▶ Task instructions:
Copy out the whole listing below word for word, keeping every line in the same order.

○ ○ ○ ○ ○ ○ ○

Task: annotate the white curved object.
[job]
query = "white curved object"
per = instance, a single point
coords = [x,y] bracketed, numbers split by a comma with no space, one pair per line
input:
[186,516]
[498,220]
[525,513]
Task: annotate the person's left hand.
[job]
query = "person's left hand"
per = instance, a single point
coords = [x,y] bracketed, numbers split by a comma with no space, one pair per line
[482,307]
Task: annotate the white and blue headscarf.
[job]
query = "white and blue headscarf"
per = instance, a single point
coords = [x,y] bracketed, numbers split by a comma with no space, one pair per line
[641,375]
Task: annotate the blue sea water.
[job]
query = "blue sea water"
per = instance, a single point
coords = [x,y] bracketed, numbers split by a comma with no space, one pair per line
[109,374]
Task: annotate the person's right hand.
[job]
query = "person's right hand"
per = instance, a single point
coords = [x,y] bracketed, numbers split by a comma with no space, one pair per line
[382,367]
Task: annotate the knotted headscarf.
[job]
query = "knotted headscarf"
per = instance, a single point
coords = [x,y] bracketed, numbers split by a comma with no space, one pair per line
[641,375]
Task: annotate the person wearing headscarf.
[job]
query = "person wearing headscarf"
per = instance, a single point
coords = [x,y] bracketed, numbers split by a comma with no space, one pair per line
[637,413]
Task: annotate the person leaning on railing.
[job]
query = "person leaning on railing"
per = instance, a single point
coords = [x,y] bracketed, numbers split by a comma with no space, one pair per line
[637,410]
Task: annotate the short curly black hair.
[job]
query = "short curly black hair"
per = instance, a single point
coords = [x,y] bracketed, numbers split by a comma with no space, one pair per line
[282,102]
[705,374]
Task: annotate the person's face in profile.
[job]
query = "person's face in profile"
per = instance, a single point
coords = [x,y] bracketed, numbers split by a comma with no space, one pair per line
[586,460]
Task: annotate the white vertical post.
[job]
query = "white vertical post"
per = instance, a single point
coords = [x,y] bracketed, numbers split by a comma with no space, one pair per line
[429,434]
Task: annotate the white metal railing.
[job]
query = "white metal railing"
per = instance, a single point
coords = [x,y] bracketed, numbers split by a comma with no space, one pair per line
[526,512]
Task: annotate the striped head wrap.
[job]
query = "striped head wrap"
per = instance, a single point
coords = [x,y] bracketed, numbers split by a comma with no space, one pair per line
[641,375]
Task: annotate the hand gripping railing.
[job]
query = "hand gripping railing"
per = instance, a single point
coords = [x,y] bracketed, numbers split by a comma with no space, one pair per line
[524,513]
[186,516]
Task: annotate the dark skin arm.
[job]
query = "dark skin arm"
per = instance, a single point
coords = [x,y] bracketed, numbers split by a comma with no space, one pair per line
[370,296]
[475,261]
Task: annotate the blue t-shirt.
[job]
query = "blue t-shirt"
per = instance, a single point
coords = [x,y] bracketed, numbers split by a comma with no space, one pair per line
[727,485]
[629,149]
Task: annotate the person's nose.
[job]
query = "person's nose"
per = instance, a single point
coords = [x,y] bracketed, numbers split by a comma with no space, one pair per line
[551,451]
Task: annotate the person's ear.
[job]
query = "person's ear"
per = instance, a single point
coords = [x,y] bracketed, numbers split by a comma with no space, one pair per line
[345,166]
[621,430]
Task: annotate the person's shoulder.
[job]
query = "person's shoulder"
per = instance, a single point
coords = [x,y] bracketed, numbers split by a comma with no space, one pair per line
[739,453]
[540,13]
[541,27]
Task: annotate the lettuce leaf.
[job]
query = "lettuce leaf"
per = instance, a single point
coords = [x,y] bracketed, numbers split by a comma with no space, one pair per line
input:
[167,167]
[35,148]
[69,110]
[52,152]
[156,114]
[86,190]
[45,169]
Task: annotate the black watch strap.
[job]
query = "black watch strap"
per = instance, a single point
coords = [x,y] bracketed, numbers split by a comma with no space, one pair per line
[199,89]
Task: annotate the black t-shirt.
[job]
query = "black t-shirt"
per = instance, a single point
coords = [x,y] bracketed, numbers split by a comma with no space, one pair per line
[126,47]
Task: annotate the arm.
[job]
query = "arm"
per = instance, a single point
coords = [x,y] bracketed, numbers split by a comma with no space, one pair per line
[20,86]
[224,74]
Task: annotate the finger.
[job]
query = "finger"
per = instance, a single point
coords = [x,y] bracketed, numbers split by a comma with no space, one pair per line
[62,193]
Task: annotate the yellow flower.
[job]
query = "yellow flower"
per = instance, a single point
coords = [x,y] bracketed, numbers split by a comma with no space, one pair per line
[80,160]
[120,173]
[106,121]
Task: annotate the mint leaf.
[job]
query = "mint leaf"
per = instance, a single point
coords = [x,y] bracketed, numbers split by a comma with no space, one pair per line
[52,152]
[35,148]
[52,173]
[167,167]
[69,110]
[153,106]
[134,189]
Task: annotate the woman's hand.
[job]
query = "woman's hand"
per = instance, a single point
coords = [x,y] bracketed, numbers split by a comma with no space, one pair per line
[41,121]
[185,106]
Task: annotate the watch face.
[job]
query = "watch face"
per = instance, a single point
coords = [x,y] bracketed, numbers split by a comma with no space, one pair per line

○ ○ ○ ○ ○ ○ ○

▶ Finished answer:
Task: annotate the white curved object.
[job]
query = "white curved object"
per = instance, a single point
coords = [x,y] bracketed, numbers split by a comma with no space, one pair per line
input:
[186,516]
[498,220]
[525,513]
Task: annotate the person's left hand.
[job]
query = "person's left hand"
per = instance, a single point
coords = [x,y] bracketed, numbers split by a comma with no space, one pair per line
[482,307]
Task: annotate the white and blue headscarf.
[job]
query = "white and blue headscarf"
per = instance, a single point
coords = [x,y] bracketed, numbers split by a comma with no space, one pair per line
[641,375]
Task: annotate the blue sea water.
[job]
query = "blue sea water"
per = instance, a single point
coords = [x,y] bracketed, numbers split by a comma with no space, one pair per line
[109,374]
Task: annotate the person's right hand.
[job]
query = "person's right hand"
per = instance, a single point
coords = [x,y] bracketed, numbers split by a comma with no space, one pair per line
[382,367]
Task: annotate the knotted headscarf.
[job]
query = "knotted headscarf"
per = instance, a single point
coords = [x,y] bracketed, numbers split by a comma with no space, one pair per line
[641,375]
Task: annotate the person wearing headscarf.
[job]
query = "person wearing headscarf"
per = instance, a single point
coords = [x,y] bracketed, numbers split by a comma with no space, one pair per line
[637,413]
Task: annotate the person leaning on railing.
[job]
query = "person leaning on railing"
per = instance, a single point
coords = [x,y] bracketed, numbers split by a comma with no space, one pair per line
[637,410]
Task: annotate the short curly black hair.
[job]
query = "short curly black hair"
per = instance, a single point
coords = [x,y] bracketed, numbers split by a comma with no space, one pair per line
[282,102]
[705,374]
Task: annotate the person's face in profile.
[job]
query = "person's face in profile"
per = instance, a single point
coords = [x,y] bracketed, numbers split by a comma with no space, one pair per line
[586,460]
Task: annotate the white vertical post.
[job]
query = "white vertical post"
per = instance, a single point
coords = [x,y] bracketed, numbers split by a comma with no space, one pair per line
[429,434]
Task: annotate the white metal railing.
[job]
query = "white metal railing"
per = instance, a single point
coords = [x,y] bracketed, numbers split by a comma with no space, one pair per line
[526,512]
Task: annotate the striped head wrap.
[job]
query = "striped head wrap"
per = instance, a single point
coords = [x,y] bracketed, numbers split by a comma with no space, one pair per line
[641,375]
Task: annotate the hand gripping railing.
[job]
query = "hand gripping railing"
per = instance, a single point
coords = [x,y] bracketed, numbers split by a comma with no space, one pair per line
[524,513]
[186,516]
Task: annotate the dark skin arm.
[job]
query = "dark skin arm"
per = instance, a single point
coords = [x,y] bracketed, numbers split by a comma with no space, one pair per line
[370,296]
[475,261]
Task: annotate the blue t-shirt.
[job]
query = "blue t-shirt"
per = instance, a single point
coords = [x,y] bracketed, numbers split by a comma with no space, one pair per line
[727,485]
[629,149]
Task: annotate the person's nose.
[job]
query = "person's nose"
per = instance, a single point
coords = [x,y] bracketed, numbers split by a comma with no space, one pair per line
[551,451]
Task: annotate the person's ear.
[job]
query = "person's ear"
per = instance, a single point
coords = [x,y] bracketed, numbers split by a comma with no space, one pair per line
[345,166]
[621,430]
Task: annotate the person's shoulder.
[job]
query = "person's shoulder"
per = instance, a single point
coords = [x,y] bracketed, numbers split by a comma with no space, one pair per line
[739,453]
[540,13]
[541,27]
Task: annotate the lettuce leaf.
[job]
query = "lettuce leaf"
per = instance, a single point
coords = [x,y] bracketed, numbers split by a comma with no space, one pair per line
input:
[167,167]
[35,148]
[69,110]
[52,152]
[156,114]
[86,190]
[45,169]
Task: annotate the black watch strap.
[job]
query = "black watch strap"
per = instance, a single point
coords = [x,y] bracketed, numbers split by a comma with no space, one pair per line
[199,89]
Task: annotate the black t-shirt.
[job]
query = "black t-shirt"
per = instance, a single point
coords = [x,y] bracketed, numbers split by a comma with no space, one pair per line
[126,47]
Task: annotate the arm.
[job]
query = "arm"
per = instance, a single point
coords = [x,y] bracketed, numbers split by a comma with no space, one pair per line
[20,86]
[224,74]
Task: annotate the finger.
[job]
query = "finger"
per = instance, a single point
coords = [x,y] bracketed, numbers split by a comma with no space, one pair per line
[62,193]
Task: annotate the yellow flower.
[job]
query = "yellow flower"
per = instance, a single point
coords = [x,y] bracketed, numbers split by a comma with no space, one pair per line
[80,160]
[120,173]
[106,121]
Task: annotate the mint leaf.
[job]
query = "mint leaf"
per = instance, a single point
coords = [x,y] bracketed, numbers split by a comma with no space, one pair per line
[52,152]
[35,148]
[52,173]
[167,167]
[69,110]
[153,106]
[134,189]
Task: annotate the woman's hand.
[job]
query = "woman's hand"
per = instance, a single point
coords = [x,y] bracketed, numbers split by a comma with no space, one pair per line
[41,121]
[185,106]
Task: annotate the watch face.
[job]
query = "watch face"
per = instance, a single point
coords = [x,y] bracketed, numbers split by a comma with no space, one pair per line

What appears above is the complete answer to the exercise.